--- Start of DATA PROVIDED ---
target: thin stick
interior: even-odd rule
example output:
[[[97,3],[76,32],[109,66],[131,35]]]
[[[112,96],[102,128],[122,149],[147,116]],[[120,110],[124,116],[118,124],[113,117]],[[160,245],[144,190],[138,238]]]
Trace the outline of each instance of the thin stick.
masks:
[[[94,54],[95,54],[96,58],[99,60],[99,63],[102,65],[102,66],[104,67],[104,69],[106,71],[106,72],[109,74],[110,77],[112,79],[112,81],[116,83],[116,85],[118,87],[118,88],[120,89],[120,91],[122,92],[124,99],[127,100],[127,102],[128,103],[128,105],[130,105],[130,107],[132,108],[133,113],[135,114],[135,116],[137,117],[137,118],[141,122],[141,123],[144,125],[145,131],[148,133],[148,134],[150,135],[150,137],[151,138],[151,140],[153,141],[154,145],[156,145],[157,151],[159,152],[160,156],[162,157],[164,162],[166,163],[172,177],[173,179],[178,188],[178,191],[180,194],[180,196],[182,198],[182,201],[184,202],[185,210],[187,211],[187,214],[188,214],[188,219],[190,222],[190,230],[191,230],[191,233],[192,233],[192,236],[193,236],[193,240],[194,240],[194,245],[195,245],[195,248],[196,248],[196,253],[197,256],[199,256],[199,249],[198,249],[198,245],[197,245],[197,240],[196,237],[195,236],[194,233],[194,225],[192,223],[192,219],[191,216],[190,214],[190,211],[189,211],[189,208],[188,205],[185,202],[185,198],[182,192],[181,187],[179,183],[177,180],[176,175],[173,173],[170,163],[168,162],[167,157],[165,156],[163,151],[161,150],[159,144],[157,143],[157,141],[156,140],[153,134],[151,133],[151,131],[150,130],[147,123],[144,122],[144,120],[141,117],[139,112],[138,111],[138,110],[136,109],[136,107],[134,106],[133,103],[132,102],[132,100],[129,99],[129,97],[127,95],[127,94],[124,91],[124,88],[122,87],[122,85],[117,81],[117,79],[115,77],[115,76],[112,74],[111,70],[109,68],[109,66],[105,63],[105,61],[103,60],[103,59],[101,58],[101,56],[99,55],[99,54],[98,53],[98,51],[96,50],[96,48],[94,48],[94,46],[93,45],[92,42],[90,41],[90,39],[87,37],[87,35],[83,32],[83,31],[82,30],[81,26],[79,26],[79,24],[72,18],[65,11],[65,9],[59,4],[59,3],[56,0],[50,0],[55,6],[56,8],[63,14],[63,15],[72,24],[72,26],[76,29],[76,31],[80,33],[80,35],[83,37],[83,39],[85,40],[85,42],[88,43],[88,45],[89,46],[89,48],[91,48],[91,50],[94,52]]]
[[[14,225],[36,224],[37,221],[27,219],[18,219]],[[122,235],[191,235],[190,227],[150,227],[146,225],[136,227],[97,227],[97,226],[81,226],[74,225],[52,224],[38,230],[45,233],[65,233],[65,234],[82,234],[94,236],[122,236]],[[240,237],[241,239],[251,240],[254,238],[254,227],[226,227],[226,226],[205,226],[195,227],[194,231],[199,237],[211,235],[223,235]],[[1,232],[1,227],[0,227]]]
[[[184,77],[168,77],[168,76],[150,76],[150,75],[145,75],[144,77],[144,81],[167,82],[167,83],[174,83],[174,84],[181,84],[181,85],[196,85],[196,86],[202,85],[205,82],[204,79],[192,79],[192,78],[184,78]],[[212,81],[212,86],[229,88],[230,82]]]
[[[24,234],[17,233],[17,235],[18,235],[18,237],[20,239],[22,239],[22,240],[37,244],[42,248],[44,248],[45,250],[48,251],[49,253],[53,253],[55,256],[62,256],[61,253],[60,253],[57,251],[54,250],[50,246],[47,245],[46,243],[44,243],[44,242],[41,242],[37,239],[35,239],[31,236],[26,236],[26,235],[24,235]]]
--- End of DATA PROVIDED ---
◆ **GOAL OF THE EXERCISE**:
Write every line of the material above again, exactly.

◆ **FINISHED TASK**:
target: thin stick
interior: even-odd rule
example output:
[[[97,3],[76,32],[109,66],[131,35]]]
[[[112,96],[102,128],[122,149],[147,116]],[[120,110],[124,116],[118,124],[113,117]],[[160,245],[144,190],[138,238]]]
Trace the outline of each instance of the thin stick.
masks:
[[[94,54],[95,54],[96,58],[99,60],[99,63],[102,65],[102,66],[104,67],[104,69],[106,71],[106,72],[109,74],[110,77],[112,79],[112,81],[116,83],[116,85],[118,87],[118,88],[120,89],[120,91],[122,92],[124,99],[127,100],[127,102],[128,103],[128,105],[130,105],[130,107],[132,108],[133,113],[135,114],[135,116],[137,117],[137,118],[141,122],[141,123],[144,125],[145,131],[148,133],[148,134],[150,135],[150,137],[151,138],[151,140],[153,141],[154,145],[156,145],[157,151],[159,152],[160,156],[162,157],[164,162],[166,163],[172,177],[173,179],[178,188],[178,191],[180,194],[180,196],[182,198],[182,201],[184,202],[185,210],[187,211],[187,214],[188,214],[188,219],[190,222],[190,230],[191,230],[191,233],[192,233],[192,236],[193,236],[193,240],[194,240],[194,245],[195,245],[195,248],[196,248],[196,253],[197,256],[199,256],[199,249],[198,249],[198,245],[197,245],[197,240],[196,237],[195,236],[194,233],[194,225],[192,223],[192,219],[191,216],[190,214],[190,211],[189,211],[189,208],[188,205],[185,202],[185,198],[182,192],[181,187],[179,183],[177,180],[176,175],[173,173],[170,163],[168,162],[167,157],[165,156],[163,151],[161,150],[159,144],[157,143],[157,141],[156,140],[153,134],[151,133],[151,131],[150,130],[147,123],[144,122],[144,120],[141,117],[139,112],[138,111],[138,110],[136,109],[136,107],[134,106],[133,103],[132,102],[132,100],[129,99],[129,97],[127,95],[127,94],[124,91],[124,88],[122,87],[122,85],[117,81],[117,79],[115,77],[115,76],[112,74],[111,70],[109,68],[109,66],[105,63],[105,61],[103,60],[103,59],[101,58],[101,56],[99,55],[99,54],[98,53],[98,51],[96,50],[96,48],[94,48],[94,46],[93,45],[92,42],[90,41],[90,39],[87,37],[87,35],[83,32],[83,31],[82,30],[81,26],[79,26],[79,24],[72,18],[65,11],[65,9],[59,4],[59,3],[56,0],[50,0],[55,6],[56,8],[63,14],[63,15],[72,24],[72,26],[76,29],[76,31],[80,33],[80,35],[83,37],[83,39],[85,40],[85,42],[88,43],[88,45],[89,46],[89,48],[91,48],[91,50],[94,52]]]
[[[14,225],[36,224],[37,221],[27,219],[18,219]],[[122,235],[191,235],[190,227],[150,227],[146,225],[136,227],[97,227],[97,226],[81,226],[74,225],[52,224],[38,230],[45,233],[65,233],[65,234],[82,234],[94,236],[122,236]],[[240,237],[241,239],[251,240],[254,238],[254,227],[226,227],[226,226],[205,226],[195,227],[194,231],[199,237],[211,235],[223,235]],[[1,232],[1,227],[0,227]]]
[[[184,77],[168,77],[168,76],[150,76],[150,75],[145,75],[144,77],[144,81],[167,82],[167,83],[174,83],[174,84],[181,84],[181,85],[196,85],[196,86],[202,85],[205,82],[204,79],[192,79],[192,78],[184,78]],[[212,81],[212,86],[229,88],[230,82]]]
[[[24,234],[17,233],[17,235],[18,235],[18,237],[20,239],[22,239],[22,240],[37,244],[42,248],[44,248],[45,250],[48,251],[49,253],[53,253],[55,256],[62,256],[61,253],[60,253],[57,251],[54,250],[50,246],[47,245],[46,243],[44,243],[44,242],[41,242],[37,239],[35,239],[31,236],[26,236],[26,235],[24,235]]]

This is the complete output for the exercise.